• _Data for the task_:
———

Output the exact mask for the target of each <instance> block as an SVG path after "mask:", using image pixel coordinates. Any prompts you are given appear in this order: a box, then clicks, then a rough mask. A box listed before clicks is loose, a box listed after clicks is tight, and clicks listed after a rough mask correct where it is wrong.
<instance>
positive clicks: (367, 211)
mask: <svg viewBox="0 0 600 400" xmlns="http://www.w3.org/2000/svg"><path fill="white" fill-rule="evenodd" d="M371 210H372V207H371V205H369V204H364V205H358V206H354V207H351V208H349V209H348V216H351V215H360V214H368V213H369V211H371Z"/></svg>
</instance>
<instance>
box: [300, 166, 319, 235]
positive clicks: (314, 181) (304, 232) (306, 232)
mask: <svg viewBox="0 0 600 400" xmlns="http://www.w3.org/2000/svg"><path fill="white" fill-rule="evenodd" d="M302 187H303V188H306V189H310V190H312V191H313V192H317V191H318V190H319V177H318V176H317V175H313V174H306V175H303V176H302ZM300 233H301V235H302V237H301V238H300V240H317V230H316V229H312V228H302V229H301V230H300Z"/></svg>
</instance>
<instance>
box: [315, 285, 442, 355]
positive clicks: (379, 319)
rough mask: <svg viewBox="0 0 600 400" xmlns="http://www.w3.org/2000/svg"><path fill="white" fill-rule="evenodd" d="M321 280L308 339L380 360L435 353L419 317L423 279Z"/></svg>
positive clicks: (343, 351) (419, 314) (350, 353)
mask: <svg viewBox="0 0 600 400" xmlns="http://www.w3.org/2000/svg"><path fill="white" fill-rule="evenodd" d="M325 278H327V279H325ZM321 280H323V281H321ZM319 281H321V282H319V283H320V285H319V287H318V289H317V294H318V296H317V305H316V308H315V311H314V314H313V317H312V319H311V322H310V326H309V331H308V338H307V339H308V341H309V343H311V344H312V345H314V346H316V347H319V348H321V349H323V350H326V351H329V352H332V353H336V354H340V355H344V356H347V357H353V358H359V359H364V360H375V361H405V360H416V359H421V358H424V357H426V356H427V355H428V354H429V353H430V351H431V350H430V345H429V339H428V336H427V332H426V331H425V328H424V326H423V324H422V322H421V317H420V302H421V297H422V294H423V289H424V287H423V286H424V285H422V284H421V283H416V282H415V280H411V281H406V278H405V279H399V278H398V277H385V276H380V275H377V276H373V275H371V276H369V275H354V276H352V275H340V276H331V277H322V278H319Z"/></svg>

———

• _Description of the task_:
Edit the part of the entries that opens with the very first line and closes with the line containing "positive clicks: (367, 211)", changing "Output" to "Return" and keeping everything else the same. Give only that edited part.

• _Exercise answer_:
Return the exact mask for the target of each <instance> block as an SVG path after "mask:", using image pixel coordinates. Any prompts you are given appear in this order: a box, then clicks, then a rough mask. A box listed before clicks is loose, a box listed after clicks is tight, and clicks listed after a rough mask correct where it is wrong.
<instance>
positive clicks: (367, 211)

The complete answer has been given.